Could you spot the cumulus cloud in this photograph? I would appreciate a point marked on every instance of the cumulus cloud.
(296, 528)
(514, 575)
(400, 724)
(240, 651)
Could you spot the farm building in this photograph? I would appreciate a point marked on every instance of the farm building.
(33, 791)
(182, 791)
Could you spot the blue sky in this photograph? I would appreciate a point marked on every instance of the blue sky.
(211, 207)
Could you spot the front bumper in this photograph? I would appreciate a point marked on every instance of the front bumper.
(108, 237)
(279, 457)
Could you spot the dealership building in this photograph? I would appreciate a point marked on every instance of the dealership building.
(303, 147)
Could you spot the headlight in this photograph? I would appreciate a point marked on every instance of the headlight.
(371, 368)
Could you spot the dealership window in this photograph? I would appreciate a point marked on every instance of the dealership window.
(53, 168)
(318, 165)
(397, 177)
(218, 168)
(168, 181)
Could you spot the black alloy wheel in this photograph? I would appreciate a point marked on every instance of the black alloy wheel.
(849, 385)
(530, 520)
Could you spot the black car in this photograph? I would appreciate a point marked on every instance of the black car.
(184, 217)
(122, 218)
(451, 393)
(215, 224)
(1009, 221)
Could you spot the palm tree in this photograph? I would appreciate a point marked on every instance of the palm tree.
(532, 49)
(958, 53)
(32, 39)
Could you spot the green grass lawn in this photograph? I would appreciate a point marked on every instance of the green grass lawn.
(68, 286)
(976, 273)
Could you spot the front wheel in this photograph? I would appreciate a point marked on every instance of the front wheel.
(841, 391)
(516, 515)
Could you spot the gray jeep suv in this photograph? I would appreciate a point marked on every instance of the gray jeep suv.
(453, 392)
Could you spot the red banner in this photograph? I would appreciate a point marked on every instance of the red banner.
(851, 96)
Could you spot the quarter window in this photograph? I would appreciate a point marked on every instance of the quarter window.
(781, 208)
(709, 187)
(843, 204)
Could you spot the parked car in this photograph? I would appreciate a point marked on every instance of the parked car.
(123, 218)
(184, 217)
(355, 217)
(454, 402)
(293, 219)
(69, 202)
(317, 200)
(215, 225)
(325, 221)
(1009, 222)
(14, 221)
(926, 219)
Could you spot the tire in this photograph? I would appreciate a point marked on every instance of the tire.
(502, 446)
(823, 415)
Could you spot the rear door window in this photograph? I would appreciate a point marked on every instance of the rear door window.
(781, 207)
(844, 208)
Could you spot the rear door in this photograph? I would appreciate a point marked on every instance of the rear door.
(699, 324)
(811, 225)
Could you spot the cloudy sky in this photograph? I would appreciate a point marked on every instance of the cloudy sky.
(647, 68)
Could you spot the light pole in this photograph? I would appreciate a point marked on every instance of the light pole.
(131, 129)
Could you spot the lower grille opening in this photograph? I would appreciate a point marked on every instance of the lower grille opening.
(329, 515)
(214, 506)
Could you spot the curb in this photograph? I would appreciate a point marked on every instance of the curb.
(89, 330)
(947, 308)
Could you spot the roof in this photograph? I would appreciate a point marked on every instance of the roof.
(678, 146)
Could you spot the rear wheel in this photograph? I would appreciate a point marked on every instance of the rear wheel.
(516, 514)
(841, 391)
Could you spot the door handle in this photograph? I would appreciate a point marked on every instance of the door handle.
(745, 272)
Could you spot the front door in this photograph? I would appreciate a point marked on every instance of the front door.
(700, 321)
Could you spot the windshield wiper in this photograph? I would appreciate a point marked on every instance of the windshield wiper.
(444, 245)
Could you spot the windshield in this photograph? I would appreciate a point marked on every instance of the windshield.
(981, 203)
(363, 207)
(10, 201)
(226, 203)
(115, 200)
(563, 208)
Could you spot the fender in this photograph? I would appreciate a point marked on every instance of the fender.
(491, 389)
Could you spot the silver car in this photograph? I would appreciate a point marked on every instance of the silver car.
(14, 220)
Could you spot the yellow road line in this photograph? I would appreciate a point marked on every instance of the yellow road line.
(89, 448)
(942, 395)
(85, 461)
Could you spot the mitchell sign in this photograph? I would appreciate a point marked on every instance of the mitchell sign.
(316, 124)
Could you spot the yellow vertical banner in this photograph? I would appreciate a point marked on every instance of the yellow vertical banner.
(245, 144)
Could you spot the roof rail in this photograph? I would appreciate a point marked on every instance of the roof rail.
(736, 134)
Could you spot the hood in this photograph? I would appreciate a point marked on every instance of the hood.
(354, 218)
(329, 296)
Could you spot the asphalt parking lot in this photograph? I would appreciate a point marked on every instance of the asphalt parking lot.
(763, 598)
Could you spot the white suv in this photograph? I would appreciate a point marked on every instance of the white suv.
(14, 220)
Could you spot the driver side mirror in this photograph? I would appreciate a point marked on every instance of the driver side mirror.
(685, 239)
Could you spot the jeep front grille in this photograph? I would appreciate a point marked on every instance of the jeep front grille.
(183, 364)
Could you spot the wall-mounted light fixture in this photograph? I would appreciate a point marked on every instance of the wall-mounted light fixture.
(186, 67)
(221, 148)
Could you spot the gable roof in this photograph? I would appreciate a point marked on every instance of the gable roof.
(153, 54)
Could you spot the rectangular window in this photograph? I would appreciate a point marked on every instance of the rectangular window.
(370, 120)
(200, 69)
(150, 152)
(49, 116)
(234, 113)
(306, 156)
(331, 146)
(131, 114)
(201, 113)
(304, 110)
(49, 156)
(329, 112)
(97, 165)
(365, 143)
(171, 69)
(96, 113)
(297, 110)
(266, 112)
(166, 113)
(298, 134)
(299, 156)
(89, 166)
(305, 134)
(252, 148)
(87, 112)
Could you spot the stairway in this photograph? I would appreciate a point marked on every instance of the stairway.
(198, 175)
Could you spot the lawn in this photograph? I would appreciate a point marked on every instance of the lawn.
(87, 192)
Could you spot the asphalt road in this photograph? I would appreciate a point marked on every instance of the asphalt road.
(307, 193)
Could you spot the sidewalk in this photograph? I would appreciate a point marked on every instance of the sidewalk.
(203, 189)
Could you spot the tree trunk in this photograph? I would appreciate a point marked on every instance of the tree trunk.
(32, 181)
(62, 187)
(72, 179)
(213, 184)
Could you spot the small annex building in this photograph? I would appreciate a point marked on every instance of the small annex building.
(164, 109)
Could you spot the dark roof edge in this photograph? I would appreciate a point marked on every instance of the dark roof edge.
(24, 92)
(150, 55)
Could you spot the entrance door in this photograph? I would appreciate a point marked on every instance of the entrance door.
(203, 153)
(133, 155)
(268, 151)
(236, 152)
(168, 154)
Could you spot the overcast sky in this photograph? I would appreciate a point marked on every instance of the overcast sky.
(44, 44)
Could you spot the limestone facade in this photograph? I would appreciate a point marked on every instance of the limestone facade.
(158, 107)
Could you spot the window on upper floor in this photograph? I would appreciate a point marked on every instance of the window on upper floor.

━━━━━━━━

» **WORK TASK**
Go through the listing and copy all of it exactly.

» **THE COMPLETED TASK**
Could you spot the cumulus cloud in this photograph? I would appreciate a point marked on every instance of the cumulus cloud.
(296, 528)
(514, 575)
(400, 724)
(240, 651)
Could you spot the farm building in this photograph? I would appreciate a point marked on every instance of the farm building.
(33, 791)
(182, 791)
Could you spot the blue sky in this photograph? I would appreciate a point marked on every instance of the blue sky.
(211, 207)
Could you spot the front bumper in this photograph? I would appreciate a point marked on every instance of the front bumper.
(108, 237)
(279, 457)
Could you spot the dealership building in this photograph? I would appreciate a point marked on every instance of the dealership building.
(303, 147)
Could you spot the headlight in this photograph? I would appreciate a point marked on every instance of the headlight.
(371, 368)
Could you spot the dealership window in this photograph? I would appreciate a point marked on every instance of the dealership window.
(53, 168)
(318, 165)
(397, 177)
(218, 168)
(168, 181)
Could you spot the black alloy wheel in this photograph? I would appreciate a point marked on every instance of the black alloy wheel.
(849, 385)
(530, 520)
Could you spot the black car in this photograph? I would appreciate a point marked on every instance of the black car.
(184, 217)
(122, 218)
(451, 393)
(215, 224)
(1009, 221)
Could you spot the palm tree in this photograph? I would appreciate a point marked on every instance of the palm tree.
(532, 49)
(958, 53)
(32, 39)
Could you spot the green grass lawn in this photograph? I would appreciate a point marked on every instance of the green grass lawn.
(68, 286)
(976, 273)
Could you spot the front wheel in this photograph? I would appreciate a point marked on every instance of the front wheel.
(841, 391)
(516, 515)
Could you spot the gray jeep suv in this photograph? I would appreciate a point marked on every instance of the gray jeep suv.
(453, 392)
Could you spot the red banner in this photograph? I would appreciate a point marked on every instance of the red banner.
(851, 96)
Could you spot the quarter window in this photograph? I would appreciate a point marked on every instance of the quarter window.
(781, 208)
(709, 187)
(843, 204)
Could you spot the parked car in this photograph? I would appreciate a point marked on every instance of the parked car.
(123, 218)
(184, 217)
(355, 217)
(454, 402)
(293, 219)
(69, 202)
(317, 200)
(215, 225)
(325, 221)
(1009, 222)
(14, 221)
(926, 219)
Could you spot the tire in this photograph? I would appreciate a point marked on every instance of the tire.
(502, 446)
(823, 415)
Could you spot the rear door window in this photograph? I would appreciate a point marked on every instance of the rear door window.
(781, 207)
(844, 208)
Could you spot the rear door in this photograph? I would appreciate a point marked on every instance of the rear door.
(699, 324)
(811, 225)
Could you spot the cloudy sky in this photograph? I would appreciate a point marked on every instance of the cloudy sky.
(647, 68)
Could you spot the light pole in this photograph? I would appreciate a point marked on every instance of the light pole.
(131, 129)
Could you spot the lower grille opening in this photograph? I would appreciate a point marked on every instance of the lower grille opening.
(329, 515)
(214, 506)
Could you spot the curb in this photograph? I would appreciate a point marked on every instance of the curb.
(89, 330)
(947, 308)
Could you spot the roof in this photograph? I would appreciate a point marked on every instance of the roof.
(678, 146)
Could you spot the rear wheel in this photograph? I would appreciate a point marked on every instance of the rear wheel.
(516, 514)
(841, 391)
Could you spot the door handle in this photograph? I would appreciate a point marked on every instance of the door handle.
(745, 272)
Could you spot the front door in this photograph? I would appreciate a point marked on every instance of the front door.
(700, 321)
Could you spot the windshield wiper in this photograph? I would appreciate a point marked on every instance of the windshield wiper.
(444, 245)
Could you spot the windshield in this photograph? I would appreciate a point marked on every instance of the windshield.
(981, 203)
(363, 207)
(10, 201)
(226, 203)
(115, 200)
(563, 208)
Could you spot the fender in this photograph? I would appreciate a point marked on every instance of the fender.
(491, 389)
Could you spot the silver car in this photograph? I would appreciate a point marked on every instance of the silver car.
(14, 220)
Could you spot the yellow road line in this photograph? I would appreciate a point marked on every instance of the yellow road line.
(89, 448)
(942, 395)
(85, 461)
Could you spot the mitchell sign in this photograph? I would appreciate a point marked on every instance of the mitchell sign.
(316, 124)
Could you spot the yellow vertical banner in this photograph? I would appreciate a point marked on every instance of the yellow vertical banner.
(245, 144)
Could you spot the roof rail in this photograph? I would appreciate a point marked on every instance of the roof rail.
(736, 134)
Could you spot the hood in this photograph? I would appreciate a point marked on every instance of the hood.
(354, 218)
(329, 296)
Could you spot the asphalt parking lot in this photograph? I would appreciate a point marked on every instance of the asphalt parking lot.
(763, 598)
Could you spot the white suv in this photograph? I would appreciate a point marked on every instance of the white suv.
(14, 220)
Could you spot the driver side mirror in this photograph? I would appreciate a point marked on every instance of the driver side mirror.
(685, 239)
Could you spot the jeep front grille in this photograph? I would appreciate a point marked on every instance of the jeep front grille.
(183, 364)
Could you spot the wall-mounted light fixture in this photograph? I would appreciate a point marked on every instance of the wall-mounted light fixture.
(186, 67)
(221, 148)
Could you spot the gable roof in this photograph? I would appreciate a point marked on every instance of the gable roof.
(153, 54)
Could you spot the rectangular window in this photograph? I would appreciate a point marked on every instance of the rectangular window.
(370, 120)
(200, 69)
(150, 152)
(49, 116)
(234, 113)
(306, 156)
(331, 146)
(131, 114)
(201, 113)
(304, 110)
(49, 156)
(329, 112)
(97, 165)
(365, 143)
(171, 69)
(96, 113)
(297, 110)
(266, 112)
(166, 113)
(298, 134)
(299, 156)
(89, 166)
(305, 134)
(252, 148)
(87, 112)
Could you spot the stairway in this photograph? I would appreciate a point marked on every instance of the stairway.
(198, 175)
Could you spot the lawn in this photograph? I would appreciate a point marked on every instance of the lawn.
(87, 192)
Could you spot the asphalt road in this photograph? I would appreciate a point marked on every instance of the asphalt road.
(307, 193)
Could you spot the sidewalk in this photograph? I would appreciate a point marked on every instance of the sidewalk.
(203, 189)
Could you spot the tree trunk in this photograph? I would appreciate a point marked on every instance of the tree trunk.
(32, 181)
(62, 187)
(72, 179)
(213, 184)
Could you spot the small annex building in this photograph? I would appreciate a point marked on every instance of the small annex building.
(164, 109)
Could you spot the dark roof edge in this photograph? I would appreciate a point marked on every instance of the dark roof edge.
(24, 92)
(150, 55)
Could you spot the entrance door in this photograph? I would appreciate a point marked on every instance of the entrance door.
(203, 153)
(133, 155)
(268, 151)
(236, 152)
(168, 154)
Could you spot the overcast sky in this photograph? I would appreciate a point marked on every instance of the overcast sky.
(44, 44)
Could you spot the limestone facade in this photograph? I would appreciate a point marked on every instance of the limestone facade.
(158, 107)
Could you spot the window on upper floor in this photograph? I would appreciate a point marked on every instance of the window on upper floor.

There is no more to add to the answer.